[[ Data extract, beginning ]]

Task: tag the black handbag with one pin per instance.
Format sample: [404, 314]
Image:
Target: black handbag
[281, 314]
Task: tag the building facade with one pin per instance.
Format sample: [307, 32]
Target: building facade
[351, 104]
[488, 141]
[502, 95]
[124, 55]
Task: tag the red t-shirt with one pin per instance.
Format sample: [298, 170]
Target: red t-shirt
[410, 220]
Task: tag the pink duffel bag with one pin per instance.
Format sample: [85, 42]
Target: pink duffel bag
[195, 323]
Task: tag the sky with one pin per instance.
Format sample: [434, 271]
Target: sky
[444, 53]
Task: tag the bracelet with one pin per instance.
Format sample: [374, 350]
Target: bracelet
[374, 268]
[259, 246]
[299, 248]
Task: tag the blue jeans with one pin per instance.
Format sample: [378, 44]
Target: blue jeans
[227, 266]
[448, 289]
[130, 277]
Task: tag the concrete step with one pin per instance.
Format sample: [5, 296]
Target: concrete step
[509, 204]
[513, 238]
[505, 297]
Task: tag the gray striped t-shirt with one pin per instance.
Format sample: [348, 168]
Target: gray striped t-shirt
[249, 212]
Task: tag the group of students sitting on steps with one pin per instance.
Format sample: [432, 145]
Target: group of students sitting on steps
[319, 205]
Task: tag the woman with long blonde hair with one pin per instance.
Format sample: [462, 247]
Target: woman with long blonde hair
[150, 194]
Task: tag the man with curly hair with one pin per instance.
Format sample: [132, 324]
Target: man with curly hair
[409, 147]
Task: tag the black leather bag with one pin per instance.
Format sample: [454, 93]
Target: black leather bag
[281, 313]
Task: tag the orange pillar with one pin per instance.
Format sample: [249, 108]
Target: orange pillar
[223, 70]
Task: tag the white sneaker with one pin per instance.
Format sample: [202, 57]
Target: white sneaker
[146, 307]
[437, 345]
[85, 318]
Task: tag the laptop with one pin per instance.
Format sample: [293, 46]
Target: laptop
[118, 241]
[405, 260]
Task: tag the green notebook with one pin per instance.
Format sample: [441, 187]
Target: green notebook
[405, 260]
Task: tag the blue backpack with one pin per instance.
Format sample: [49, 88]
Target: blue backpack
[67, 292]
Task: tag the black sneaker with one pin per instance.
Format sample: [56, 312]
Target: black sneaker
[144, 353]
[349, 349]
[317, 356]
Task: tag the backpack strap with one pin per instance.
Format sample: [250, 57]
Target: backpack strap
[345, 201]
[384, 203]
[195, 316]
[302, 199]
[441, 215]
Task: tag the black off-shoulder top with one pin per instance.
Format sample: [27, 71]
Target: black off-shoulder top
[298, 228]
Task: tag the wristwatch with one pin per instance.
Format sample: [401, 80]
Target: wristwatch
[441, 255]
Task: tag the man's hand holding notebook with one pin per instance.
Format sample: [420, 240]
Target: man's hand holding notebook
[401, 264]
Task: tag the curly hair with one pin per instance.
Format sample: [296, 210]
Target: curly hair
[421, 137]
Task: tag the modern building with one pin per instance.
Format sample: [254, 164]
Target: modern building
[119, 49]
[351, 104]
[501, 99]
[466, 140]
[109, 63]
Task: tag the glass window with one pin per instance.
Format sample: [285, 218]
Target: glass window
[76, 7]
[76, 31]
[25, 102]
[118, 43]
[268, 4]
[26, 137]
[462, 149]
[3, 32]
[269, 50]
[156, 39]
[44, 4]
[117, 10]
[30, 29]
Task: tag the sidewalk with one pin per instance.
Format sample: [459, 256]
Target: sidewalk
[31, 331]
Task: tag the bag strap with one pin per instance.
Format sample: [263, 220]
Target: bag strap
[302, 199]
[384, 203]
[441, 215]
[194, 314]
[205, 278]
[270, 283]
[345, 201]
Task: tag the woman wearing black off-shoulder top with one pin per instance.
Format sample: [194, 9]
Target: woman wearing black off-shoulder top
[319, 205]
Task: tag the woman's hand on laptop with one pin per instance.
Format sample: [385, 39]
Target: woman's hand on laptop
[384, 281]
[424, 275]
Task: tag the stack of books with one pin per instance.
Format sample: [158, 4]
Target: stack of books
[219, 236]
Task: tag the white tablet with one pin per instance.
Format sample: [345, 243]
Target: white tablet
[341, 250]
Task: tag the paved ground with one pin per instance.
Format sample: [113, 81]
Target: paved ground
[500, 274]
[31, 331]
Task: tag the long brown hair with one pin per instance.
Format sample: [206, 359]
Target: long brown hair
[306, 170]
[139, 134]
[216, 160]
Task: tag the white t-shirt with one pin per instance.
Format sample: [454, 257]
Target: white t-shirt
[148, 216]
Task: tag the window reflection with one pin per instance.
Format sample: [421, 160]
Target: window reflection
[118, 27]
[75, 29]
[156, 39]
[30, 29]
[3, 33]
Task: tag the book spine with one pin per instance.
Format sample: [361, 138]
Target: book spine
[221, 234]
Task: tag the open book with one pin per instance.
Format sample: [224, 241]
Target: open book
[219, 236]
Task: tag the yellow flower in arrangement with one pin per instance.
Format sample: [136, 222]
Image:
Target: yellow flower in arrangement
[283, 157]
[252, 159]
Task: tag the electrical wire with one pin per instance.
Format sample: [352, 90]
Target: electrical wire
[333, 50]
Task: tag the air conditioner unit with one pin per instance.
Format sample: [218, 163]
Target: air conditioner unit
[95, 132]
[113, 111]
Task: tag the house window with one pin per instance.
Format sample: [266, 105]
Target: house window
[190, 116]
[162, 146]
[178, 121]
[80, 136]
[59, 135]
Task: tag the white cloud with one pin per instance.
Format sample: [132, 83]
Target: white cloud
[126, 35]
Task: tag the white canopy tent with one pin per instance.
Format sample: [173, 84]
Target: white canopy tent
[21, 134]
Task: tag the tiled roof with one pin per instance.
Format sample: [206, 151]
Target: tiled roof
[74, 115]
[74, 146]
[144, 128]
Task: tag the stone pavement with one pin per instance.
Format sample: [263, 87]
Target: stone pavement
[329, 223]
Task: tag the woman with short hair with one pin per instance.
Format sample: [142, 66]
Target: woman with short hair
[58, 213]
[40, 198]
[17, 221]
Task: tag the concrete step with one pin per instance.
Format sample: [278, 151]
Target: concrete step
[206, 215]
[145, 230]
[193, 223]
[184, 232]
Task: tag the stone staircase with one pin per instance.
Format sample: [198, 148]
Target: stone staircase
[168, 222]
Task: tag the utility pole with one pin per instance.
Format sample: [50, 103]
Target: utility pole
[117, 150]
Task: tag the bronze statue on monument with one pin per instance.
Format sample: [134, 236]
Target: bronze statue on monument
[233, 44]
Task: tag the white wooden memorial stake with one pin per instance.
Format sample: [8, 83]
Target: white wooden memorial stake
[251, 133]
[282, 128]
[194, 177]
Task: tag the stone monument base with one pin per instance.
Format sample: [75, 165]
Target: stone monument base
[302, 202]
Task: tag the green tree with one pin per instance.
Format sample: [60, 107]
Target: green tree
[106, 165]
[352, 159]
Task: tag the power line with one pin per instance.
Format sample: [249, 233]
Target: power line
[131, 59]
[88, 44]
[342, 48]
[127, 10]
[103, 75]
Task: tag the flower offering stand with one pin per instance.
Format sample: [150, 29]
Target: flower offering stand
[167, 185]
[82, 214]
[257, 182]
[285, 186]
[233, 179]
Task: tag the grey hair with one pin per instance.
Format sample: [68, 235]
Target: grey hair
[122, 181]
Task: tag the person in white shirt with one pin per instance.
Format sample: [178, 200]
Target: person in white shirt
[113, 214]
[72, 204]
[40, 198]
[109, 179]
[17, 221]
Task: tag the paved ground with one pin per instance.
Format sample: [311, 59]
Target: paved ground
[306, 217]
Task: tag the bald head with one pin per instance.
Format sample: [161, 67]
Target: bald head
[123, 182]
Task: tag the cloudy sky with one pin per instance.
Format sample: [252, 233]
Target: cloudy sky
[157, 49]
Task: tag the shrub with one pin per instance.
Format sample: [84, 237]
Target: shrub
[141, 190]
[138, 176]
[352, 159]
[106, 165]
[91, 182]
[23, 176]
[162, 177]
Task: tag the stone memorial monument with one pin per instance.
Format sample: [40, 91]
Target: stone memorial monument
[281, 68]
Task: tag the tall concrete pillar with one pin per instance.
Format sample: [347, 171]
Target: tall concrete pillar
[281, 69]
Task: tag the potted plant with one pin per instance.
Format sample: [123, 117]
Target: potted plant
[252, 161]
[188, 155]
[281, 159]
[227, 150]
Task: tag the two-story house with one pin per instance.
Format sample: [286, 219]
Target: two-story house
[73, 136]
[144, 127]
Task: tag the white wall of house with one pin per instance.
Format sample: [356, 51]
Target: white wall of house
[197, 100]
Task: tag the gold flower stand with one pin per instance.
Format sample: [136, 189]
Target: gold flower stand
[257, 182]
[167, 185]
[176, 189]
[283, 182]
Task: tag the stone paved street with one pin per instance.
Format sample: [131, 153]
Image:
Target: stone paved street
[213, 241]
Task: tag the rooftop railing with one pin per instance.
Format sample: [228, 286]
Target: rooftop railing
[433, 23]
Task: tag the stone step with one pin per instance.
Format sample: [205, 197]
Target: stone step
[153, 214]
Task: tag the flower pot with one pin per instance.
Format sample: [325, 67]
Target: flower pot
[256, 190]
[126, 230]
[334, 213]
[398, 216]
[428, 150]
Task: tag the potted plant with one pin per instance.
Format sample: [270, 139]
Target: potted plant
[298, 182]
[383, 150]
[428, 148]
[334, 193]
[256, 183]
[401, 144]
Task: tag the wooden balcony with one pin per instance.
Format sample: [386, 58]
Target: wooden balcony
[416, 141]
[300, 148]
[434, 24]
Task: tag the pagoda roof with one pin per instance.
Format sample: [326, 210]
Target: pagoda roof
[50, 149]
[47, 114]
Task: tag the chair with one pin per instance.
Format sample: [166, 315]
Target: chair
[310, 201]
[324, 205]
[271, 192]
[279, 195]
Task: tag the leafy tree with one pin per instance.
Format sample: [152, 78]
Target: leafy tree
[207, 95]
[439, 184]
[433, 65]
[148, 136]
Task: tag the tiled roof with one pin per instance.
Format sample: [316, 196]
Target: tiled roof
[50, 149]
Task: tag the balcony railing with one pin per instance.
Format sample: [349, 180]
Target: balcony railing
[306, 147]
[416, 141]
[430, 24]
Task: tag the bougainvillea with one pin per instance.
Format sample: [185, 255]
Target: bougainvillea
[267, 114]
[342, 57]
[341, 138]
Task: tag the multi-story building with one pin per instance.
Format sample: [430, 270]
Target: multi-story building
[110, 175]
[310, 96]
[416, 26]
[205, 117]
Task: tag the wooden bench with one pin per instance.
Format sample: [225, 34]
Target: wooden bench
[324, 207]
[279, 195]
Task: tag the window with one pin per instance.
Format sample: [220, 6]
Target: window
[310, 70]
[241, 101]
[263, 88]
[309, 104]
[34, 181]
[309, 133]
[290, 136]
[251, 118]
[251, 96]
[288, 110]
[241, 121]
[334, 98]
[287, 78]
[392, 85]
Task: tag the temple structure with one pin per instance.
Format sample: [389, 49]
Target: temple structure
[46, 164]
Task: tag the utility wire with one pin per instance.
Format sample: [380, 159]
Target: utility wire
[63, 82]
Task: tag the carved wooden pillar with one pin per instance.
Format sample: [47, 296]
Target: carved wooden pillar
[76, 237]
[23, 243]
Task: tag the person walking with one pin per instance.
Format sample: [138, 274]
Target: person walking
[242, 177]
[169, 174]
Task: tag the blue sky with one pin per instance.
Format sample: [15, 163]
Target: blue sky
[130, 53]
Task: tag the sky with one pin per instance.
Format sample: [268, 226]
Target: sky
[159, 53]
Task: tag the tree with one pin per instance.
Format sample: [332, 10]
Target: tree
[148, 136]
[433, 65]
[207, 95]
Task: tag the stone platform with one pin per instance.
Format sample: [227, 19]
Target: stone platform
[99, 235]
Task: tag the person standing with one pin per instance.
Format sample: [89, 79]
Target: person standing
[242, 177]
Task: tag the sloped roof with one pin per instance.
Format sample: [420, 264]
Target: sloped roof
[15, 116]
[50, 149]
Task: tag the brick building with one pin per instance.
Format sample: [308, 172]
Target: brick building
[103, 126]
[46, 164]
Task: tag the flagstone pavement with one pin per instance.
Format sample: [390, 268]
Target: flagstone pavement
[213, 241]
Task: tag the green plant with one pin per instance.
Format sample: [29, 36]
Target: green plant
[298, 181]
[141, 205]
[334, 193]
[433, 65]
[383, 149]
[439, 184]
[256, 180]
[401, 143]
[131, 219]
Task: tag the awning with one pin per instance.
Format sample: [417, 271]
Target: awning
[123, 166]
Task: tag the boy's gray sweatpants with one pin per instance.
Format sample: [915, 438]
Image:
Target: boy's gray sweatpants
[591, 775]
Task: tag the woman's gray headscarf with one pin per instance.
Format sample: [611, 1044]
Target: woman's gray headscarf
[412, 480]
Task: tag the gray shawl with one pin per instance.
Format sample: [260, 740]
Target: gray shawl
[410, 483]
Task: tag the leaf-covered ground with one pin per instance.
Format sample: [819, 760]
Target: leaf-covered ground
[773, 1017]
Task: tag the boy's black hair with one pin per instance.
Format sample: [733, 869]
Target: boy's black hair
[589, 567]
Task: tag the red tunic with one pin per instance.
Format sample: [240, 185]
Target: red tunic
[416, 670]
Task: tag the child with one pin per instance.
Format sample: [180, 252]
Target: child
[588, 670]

[[ Data extract, end ]]

Task item:
When you reach the line with "Task: tag the tree with one pin per instance." in the records above, start writing out lines exactly, and stop once the line with "Format sample: [29, 36]" has been written; include nothing else.

Reply to the exercise:
Task: tag the tree with one pin per instance.
Format sample: [332, 10]
Target: tree
[148, 136]
[433, 65]
[207, 95]
Task: tag the stone platform with one pin per instance.
Format sample: [227, 19]
Target: stone platform
[99, 235]
Task: tag the person standing with one pin per instance.
Format sample: [89, 79]
Target: person standing
[242, 177]
Task: tag the sloped roof with one pin per instance.
Format sample: [420, 264]
Target: sloped roof
[15, 116]
[50, 149]
Task: tag the brick building with one pin per instance.
Format sample: [308, 172]
Target: brick building
[103, 126]
[46, 164]
Task: tag the flagstone pavement with one pin per instance.
Format sample: [390, 268]
Target: flagstone pavement
[213, 241]
Task: tag the green plant with one pin per instance.
Format sample: [29, 36]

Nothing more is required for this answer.